** Your goal **
Which of the lines below contain the word "wooden"? Pull out each such line, treating uppercase and lowercase letters as different.

━━ Working data

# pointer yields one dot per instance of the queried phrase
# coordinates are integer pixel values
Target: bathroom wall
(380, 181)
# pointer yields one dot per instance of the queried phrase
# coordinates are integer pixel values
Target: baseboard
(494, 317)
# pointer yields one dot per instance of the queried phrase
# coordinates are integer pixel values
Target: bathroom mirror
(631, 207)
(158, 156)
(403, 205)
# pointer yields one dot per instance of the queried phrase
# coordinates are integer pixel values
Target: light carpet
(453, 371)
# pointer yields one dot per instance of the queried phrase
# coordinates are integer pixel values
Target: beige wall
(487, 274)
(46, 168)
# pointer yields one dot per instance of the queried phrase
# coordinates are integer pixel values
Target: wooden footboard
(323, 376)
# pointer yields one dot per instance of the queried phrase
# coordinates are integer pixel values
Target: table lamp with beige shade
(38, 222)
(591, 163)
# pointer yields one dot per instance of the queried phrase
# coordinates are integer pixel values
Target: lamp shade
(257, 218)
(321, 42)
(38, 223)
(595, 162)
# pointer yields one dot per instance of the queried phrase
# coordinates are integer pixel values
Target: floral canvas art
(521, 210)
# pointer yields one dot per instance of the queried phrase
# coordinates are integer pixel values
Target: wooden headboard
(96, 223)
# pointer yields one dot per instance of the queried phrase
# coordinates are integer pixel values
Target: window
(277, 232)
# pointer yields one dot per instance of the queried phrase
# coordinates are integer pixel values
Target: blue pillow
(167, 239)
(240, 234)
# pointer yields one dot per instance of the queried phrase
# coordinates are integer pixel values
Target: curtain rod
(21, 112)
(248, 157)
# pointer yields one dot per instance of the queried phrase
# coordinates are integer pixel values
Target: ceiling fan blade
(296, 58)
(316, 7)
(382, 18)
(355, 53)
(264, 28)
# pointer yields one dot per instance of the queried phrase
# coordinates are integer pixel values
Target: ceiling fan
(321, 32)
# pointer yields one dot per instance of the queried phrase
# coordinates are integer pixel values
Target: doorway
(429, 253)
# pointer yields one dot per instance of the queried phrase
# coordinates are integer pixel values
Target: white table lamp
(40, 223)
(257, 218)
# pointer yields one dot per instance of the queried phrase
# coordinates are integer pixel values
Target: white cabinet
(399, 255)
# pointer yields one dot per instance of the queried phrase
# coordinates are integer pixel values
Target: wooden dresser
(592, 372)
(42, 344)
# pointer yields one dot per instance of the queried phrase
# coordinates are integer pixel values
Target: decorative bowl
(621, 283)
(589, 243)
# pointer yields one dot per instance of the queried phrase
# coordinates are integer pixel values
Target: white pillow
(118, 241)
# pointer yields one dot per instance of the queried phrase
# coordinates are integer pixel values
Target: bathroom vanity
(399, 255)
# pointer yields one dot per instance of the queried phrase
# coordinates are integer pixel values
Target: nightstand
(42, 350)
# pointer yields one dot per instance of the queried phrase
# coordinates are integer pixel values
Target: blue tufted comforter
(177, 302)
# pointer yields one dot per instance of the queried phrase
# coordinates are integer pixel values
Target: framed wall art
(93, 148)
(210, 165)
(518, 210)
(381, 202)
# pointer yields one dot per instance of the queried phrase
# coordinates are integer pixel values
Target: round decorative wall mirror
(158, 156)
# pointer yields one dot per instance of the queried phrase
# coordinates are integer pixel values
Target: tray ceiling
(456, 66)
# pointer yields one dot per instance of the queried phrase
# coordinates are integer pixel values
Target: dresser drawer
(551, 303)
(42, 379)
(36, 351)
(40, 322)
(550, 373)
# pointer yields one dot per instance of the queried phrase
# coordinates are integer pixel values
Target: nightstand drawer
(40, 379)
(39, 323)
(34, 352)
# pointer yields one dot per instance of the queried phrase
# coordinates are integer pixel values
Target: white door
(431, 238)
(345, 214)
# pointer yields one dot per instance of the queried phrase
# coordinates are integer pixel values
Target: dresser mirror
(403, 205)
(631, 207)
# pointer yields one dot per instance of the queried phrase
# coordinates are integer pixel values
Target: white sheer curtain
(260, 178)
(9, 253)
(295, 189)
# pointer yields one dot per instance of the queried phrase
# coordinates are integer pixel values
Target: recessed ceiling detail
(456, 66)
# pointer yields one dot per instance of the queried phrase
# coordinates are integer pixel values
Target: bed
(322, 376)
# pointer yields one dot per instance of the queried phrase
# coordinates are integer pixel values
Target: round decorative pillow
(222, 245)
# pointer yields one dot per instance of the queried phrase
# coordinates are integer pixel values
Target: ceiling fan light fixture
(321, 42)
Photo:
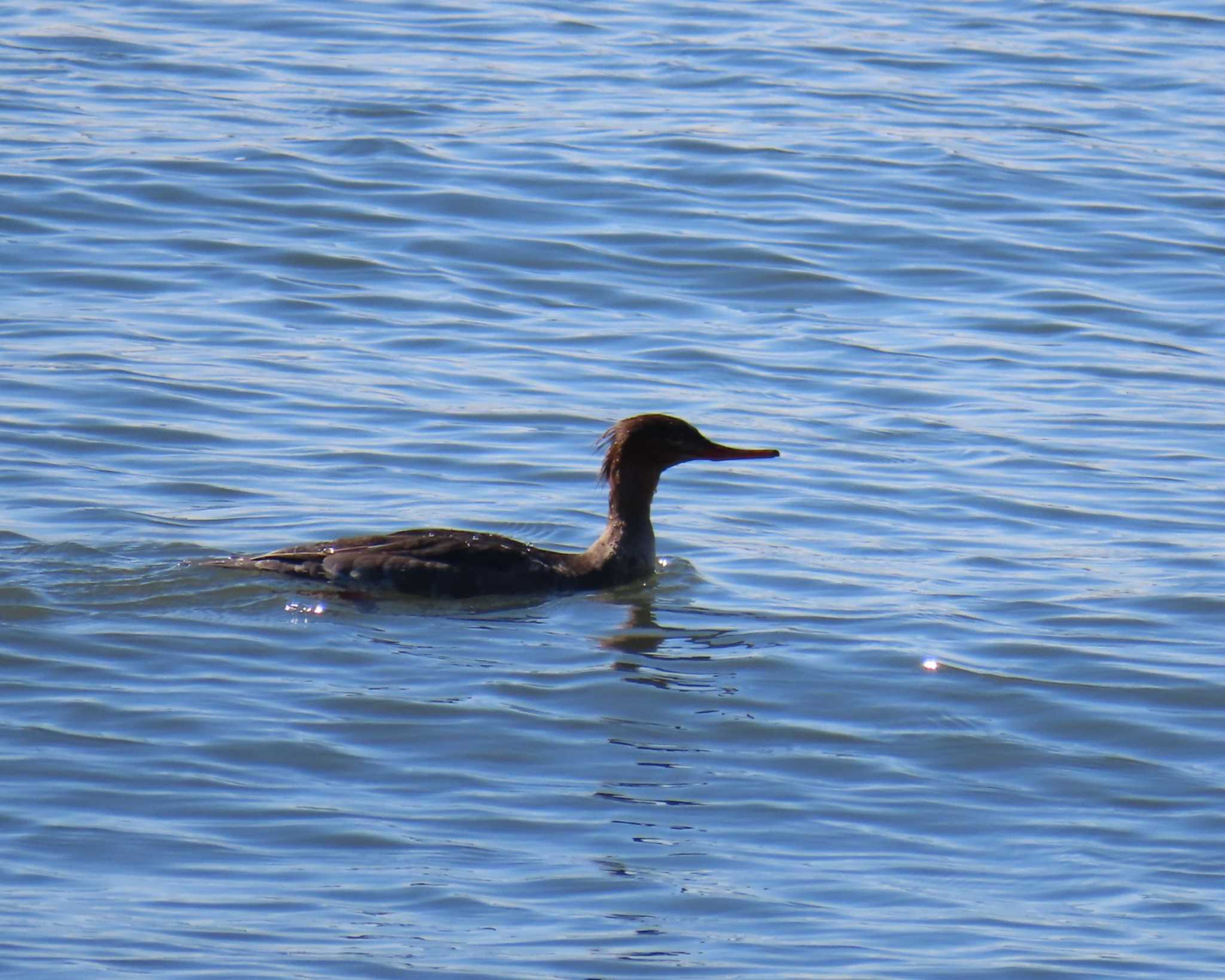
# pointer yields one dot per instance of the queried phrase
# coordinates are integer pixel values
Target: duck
(451, 564)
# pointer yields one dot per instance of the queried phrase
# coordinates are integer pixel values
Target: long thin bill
(715, 451)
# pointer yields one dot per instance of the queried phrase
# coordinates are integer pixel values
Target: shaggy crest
(620, 439)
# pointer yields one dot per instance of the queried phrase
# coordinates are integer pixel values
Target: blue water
(936, 693)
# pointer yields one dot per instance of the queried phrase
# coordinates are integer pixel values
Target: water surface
(936, 693)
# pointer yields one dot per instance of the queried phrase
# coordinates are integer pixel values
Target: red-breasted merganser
(458, 564)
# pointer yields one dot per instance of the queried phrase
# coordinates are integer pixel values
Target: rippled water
(936, 693)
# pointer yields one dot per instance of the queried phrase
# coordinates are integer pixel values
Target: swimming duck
(458, 564)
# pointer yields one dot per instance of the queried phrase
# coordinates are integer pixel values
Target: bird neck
(626, 549)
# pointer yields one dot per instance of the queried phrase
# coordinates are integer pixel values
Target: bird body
(443, 562)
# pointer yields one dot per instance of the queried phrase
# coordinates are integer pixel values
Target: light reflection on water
(935, 695)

━━━━

** Reply **
Target: wooden footboard
Target: wooden headboard
Target: wooden dresser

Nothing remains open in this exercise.